Location labeling records:
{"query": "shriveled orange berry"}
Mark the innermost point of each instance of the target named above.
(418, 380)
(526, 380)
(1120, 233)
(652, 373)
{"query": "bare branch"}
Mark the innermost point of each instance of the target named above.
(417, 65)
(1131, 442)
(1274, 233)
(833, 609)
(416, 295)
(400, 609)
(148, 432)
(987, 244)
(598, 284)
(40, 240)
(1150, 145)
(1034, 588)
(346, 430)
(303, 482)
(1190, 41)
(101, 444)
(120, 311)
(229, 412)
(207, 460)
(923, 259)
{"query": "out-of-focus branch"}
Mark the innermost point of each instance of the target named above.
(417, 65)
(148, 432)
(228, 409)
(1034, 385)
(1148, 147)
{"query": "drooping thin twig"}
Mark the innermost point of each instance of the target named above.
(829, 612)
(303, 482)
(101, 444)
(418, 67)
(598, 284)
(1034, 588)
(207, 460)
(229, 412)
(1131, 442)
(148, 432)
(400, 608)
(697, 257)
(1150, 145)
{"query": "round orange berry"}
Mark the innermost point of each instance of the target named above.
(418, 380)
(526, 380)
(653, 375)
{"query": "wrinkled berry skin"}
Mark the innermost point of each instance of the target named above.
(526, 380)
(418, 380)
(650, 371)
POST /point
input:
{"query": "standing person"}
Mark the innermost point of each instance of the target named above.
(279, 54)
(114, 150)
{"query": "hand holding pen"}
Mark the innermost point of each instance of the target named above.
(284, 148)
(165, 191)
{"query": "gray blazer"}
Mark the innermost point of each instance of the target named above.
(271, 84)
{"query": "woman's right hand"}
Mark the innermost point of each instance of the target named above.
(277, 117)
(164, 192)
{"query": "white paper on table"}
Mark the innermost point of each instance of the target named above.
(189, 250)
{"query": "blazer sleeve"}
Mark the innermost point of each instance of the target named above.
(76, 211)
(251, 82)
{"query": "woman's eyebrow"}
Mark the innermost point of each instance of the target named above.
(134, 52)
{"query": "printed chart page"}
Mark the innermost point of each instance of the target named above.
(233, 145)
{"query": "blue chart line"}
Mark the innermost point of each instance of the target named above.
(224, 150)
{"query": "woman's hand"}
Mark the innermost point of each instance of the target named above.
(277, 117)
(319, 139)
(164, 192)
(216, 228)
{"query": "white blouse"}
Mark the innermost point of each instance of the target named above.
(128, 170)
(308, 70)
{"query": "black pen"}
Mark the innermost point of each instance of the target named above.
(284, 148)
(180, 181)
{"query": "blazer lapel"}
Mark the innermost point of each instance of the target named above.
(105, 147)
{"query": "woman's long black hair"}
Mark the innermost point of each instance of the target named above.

*Goal*:
Repeat all the entries exactly as given.

*Task answer*:
{"query": "shriveled orange berry"}
Mark the innermost point of each instance of the target named above.
(418, 380)
(526, 380)
(1120, 233)
(652, 373)
{"query": "bare branch"}
Mark the innermost point of each instance of the target named above.
(417, 65)
(1131, 442)
(1274, 233)
(833, 609)
(416, 295)
(400, 609)
(148, 432)
(987, 244)
(598, 284)
(40, 240)
(1150, 145)
(1034, 588)
(346, 430)
(303, 482)
(1190, 41)
(101, 444)
(120, 311)
(229, 412)
(207, 460)
(923, 259)
{"query": "out-of-focus branch"}
Mark the innermost point of each instance of the target named above.
(417, 65)
(148, 432)
(228, 409)
(1034, 385)
(1148, 147)
{"query": "drooping thin twig"}
Mark the innermost point of each instance of the target named above.
(829, 612)
(303, 482)
(101, 444)
(418, 67)
(598, 284)
(1034, 588)
(207, 460)
(229, 412)
(1131, 442)
(148, 432)
(400, 608)
(697, 257)
(1150, 145)
{"query": "round orange berry"}
Mark the innermost point of each instance of the target named above.
(418, 380)
(526, 380)
(653, 375)
{"query": "wrinkled berry skin"}
Mark the innermost point of each instance of the target named above.
(526, 380)
(418, 380)
(650, 371)
POST /point
input:
{"query": "standing person"}
Mark the innermost point of each instance of the target named above.
(279, 54)
(114, 150)
{"query": "hand holding pen"}
Mark the innermost point of each instance of the target named above.
(284, 148)
(165, 191)
{"query": "gray blazer"}
Mark the innermost point of each instance of the target named above.
(271, 84)
{"query": "woman's right hand"}
Mark the innermost point of each instance of the target named above.
(277, 117)
(164, 192)
{"query": "white paper on table"}
Mark the innermost point of each instance of the target named above.
(189, 250)
{"query": "blazer sleeve"}
Mark the innermost point of each instance of the target named above.
(76, 211)
(251, 82)
{"query": "woman's eyebrow"}
Mark the innermost point of each instance of the target named above.
(134, 52)
{"query": "printed chart page"}
Mark the innermost point of each instance of the target named above.
(233, 145)
{"query": "blue chart line"}
Mark the innermost point of each instance of the target named above.
(224, 150)
{"query": "woman's hand"}
Mark the innermost point of each instance of the target named above.
(277, 117)
(319, 139)
(164, 192)
(216, 228)
{"query": "white blouse"}
Mark the innermost point of each instance of the target named above.
(128, 170)
(308, 70)
{"query": "black pen"}
Mark the innermost point of each instance of the target named above.
(284, 148)
(180, 181)
{"query": "blazer lapel"}
Mark the innermost point of each instance of the target named above.
(105, 147)
{"query": "woman's long black hair"}
Mark the innermost point of each instance of the target named above.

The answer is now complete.